## WORK ORDER
Copy each line of the following data that contains "glove".

BEGIN DATA RECORDS

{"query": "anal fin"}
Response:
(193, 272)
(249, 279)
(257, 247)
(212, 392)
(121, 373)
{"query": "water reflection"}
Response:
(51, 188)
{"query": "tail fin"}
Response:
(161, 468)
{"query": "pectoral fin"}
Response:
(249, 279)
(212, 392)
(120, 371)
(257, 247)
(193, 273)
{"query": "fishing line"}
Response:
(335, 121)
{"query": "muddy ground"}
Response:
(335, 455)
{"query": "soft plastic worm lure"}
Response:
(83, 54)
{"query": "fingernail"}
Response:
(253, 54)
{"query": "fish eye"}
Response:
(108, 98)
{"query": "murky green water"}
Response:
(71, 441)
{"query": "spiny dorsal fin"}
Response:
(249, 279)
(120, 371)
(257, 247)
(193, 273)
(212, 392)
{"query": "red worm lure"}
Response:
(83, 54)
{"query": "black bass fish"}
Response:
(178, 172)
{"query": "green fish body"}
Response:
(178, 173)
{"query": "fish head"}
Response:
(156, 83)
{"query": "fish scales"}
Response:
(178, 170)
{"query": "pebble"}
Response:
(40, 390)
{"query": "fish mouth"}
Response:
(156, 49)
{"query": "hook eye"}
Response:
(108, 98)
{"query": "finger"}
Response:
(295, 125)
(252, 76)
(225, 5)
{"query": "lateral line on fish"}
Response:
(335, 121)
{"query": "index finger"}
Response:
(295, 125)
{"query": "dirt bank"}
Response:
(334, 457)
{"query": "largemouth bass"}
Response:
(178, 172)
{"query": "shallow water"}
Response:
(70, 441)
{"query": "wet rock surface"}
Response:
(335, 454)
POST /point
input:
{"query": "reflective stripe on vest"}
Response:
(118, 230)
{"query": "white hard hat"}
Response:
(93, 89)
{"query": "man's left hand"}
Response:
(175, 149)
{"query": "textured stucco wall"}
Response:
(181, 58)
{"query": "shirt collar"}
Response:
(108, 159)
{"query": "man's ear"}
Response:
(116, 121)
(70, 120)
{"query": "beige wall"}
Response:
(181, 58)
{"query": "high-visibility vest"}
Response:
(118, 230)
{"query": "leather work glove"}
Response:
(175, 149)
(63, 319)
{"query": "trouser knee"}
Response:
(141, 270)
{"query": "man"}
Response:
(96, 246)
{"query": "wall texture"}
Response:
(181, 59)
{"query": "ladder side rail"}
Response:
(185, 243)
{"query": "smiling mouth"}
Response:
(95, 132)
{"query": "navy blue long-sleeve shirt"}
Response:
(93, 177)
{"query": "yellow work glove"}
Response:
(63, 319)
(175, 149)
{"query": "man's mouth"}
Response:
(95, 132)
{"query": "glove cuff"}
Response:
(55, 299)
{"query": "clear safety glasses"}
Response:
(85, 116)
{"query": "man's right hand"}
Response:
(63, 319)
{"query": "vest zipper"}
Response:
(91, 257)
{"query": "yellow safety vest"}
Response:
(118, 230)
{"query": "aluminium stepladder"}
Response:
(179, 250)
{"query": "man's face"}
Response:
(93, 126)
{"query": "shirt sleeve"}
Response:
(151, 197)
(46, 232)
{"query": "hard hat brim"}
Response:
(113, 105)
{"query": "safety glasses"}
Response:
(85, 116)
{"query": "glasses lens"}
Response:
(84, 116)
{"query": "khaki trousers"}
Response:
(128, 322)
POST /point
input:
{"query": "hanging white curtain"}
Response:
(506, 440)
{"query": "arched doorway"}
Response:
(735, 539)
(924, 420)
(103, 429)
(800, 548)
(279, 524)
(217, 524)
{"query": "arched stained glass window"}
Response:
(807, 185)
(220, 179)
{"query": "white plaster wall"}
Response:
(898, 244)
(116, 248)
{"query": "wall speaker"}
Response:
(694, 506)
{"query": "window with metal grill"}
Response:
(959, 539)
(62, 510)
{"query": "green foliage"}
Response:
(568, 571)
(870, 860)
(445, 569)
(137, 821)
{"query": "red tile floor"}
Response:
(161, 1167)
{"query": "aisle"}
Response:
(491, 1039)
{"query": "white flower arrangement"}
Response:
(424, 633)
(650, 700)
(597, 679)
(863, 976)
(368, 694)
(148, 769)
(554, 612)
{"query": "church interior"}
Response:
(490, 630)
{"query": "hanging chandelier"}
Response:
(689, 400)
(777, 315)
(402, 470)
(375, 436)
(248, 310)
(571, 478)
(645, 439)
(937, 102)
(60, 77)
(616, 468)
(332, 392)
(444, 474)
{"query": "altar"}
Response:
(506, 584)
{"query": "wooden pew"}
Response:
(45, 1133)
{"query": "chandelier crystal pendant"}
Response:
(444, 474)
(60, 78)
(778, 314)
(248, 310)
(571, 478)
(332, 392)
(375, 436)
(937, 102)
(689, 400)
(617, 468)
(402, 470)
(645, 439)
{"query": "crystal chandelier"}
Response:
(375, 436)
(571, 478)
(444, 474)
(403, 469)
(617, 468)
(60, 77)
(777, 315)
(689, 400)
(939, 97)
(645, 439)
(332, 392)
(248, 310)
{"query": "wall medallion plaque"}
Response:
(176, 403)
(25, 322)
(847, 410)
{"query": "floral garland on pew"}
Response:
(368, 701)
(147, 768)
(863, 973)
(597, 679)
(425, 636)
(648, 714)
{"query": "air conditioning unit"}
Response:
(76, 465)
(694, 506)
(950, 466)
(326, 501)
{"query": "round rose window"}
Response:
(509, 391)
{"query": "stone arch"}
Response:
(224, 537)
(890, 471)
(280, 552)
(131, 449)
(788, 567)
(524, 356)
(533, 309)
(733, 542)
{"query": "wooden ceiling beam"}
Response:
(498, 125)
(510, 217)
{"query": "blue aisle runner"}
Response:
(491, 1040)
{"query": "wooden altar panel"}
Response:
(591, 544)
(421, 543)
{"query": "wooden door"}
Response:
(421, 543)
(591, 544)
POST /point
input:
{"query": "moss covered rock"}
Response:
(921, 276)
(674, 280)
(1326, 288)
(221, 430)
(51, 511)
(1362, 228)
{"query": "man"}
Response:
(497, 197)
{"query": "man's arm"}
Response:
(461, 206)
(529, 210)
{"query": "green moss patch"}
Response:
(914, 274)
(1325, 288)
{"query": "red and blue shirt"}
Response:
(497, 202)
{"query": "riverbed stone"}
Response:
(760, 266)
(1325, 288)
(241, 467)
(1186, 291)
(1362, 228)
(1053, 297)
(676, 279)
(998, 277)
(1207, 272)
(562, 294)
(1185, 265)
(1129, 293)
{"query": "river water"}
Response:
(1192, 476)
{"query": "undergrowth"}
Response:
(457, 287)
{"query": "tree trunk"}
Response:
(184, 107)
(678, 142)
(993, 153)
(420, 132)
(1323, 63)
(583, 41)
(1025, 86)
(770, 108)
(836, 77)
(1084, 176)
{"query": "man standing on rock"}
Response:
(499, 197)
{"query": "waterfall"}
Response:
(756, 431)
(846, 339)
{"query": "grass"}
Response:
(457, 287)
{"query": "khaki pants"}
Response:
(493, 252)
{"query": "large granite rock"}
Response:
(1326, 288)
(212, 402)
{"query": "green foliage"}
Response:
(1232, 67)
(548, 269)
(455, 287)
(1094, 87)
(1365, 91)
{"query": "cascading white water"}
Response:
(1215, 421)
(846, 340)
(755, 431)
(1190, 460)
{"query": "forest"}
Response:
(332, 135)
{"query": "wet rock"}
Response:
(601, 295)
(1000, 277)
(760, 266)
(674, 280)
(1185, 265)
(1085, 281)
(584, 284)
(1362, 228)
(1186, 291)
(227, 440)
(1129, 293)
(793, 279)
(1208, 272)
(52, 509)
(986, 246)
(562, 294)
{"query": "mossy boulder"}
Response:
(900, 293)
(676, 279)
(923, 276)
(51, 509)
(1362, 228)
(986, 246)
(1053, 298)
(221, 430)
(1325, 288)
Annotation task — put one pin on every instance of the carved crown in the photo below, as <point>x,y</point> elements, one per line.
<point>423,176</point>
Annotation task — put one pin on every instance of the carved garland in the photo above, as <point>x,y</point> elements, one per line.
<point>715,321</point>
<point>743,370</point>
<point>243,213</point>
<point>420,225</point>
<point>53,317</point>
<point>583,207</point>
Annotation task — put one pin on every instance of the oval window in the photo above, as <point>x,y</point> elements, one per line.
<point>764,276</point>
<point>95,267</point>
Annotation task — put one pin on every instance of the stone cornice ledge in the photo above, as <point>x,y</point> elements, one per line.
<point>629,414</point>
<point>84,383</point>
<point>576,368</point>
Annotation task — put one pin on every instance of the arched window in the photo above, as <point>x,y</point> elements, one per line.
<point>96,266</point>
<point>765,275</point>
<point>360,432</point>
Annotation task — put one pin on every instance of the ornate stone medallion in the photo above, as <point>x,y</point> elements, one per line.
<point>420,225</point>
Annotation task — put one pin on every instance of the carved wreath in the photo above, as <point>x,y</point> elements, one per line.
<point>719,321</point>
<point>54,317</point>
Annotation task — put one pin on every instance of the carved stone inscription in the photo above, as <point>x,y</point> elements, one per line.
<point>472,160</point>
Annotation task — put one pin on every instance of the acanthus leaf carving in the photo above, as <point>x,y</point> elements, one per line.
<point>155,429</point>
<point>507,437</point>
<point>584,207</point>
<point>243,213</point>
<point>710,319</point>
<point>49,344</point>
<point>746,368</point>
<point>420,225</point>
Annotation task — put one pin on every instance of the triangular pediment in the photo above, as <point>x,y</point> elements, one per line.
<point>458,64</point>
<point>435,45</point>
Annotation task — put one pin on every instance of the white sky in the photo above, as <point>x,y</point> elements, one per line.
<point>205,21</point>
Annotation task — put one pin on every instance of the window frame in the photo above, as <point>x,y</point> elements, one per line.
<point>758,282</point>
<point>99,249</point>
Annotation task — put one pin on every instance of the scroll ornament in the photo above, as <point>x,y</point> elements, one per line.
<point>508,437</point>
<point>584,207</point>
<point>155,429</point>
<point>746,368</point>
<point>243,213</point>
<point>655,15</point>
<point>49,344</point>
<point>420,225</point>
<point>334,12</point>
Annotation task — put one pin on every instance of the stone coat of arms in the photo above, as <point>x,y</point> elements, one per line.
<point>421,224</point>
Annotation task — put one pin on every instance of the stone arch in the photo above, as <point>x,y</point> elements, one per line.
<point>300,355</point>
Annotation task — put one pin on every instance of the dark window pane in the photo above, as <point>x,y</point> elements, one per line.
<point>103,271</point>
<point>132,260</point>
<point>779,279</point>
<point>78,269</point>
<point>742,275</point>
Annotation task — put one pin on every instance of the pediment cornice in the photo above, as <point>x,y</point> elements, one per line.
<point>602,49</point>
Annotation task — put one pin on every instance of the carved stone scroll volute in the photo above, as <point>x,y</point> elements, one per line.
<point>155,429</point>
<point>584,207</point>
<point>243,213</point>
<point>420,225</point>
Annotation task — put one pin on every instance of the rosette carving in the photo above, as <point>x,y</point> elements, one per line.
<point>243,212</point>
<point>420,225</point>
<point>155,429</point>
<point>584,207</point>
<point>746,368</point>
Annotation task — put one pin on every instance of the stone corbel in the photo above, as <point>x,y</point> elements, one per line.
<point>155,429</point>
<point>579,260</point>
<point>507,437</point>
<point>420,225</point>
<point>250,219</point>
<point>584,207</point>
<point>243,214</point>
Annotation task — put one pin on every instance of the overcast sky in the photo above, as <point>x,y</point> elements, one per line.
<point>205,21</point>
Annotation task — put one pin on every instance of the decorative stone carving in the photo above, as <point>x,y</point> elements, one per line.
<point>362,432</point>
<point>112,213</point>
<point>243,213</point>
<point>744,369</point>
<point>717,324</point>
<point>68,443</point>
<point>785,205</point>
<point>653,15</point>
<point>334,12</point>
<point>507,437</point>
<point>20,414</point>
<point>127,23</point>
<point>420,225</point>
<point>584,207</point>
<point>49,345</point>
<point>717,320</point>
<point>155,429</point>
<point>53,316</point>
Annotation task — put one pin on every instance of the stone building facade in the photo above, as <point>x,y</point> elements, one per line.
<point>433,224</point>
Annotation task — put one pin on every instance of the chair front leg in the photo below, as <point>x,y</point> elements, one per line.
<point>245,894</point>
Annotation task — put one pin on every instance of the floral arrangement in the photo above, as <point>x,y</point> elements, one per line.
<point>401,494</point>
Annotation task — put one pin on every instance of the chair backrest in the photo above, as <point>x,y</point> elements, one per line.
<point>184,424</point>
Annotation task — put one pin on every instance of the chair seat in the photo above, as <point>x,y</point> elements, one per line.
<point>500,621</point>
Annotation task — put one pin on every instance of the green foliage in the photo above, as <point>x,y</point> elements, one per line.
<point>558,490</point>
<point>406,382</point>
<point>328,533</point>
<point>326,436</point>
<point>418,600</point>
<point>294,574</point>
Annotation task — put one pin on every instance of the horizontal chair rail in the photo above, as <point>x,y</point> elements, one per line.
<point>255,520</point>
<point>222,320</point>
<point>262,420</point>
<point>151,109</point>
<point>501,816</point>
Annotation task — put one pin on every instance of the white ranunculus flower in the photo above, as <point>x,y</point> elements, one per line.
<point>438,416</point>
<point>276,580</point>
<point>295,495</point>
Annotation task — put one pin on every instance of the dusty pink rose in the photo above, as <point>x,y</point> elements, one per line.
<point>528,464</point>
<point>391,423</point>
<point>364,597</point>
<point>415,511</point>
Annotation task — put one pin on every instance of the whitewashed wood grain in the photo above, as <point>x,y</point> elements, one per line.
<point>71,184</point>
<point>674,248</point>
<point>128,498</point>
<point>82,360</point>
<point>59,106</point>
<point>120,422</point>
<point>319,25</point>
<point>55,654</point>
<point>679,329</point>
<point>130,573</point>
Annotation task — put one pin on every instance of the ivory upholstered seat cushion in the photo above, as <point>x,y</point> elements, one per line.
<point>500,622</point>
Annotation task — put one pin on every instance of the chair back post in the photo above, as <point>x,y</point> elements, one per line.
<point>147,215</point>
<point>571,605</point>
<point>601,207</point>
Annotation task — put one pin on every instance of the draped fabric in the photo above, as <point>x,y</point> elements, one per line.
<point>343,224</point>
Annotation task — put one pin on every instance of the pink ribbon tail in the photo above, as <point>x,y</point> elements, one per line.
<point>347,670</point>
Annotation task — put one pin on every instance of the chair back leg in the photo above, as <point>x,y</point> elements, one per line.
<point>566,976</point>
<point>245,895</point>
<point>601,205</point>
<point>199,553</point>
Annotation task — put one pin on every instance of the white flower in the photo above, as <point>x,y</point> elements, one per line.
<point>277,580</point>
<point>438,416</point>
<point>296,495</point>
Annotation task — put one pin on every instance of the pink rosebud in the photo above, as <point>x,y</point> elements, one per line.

END DATA RECORDS

## OUTPUT BELOW
{"query": "leather work glove"}
{"query": "yellow work glove"}
{"query": "glove cuff"}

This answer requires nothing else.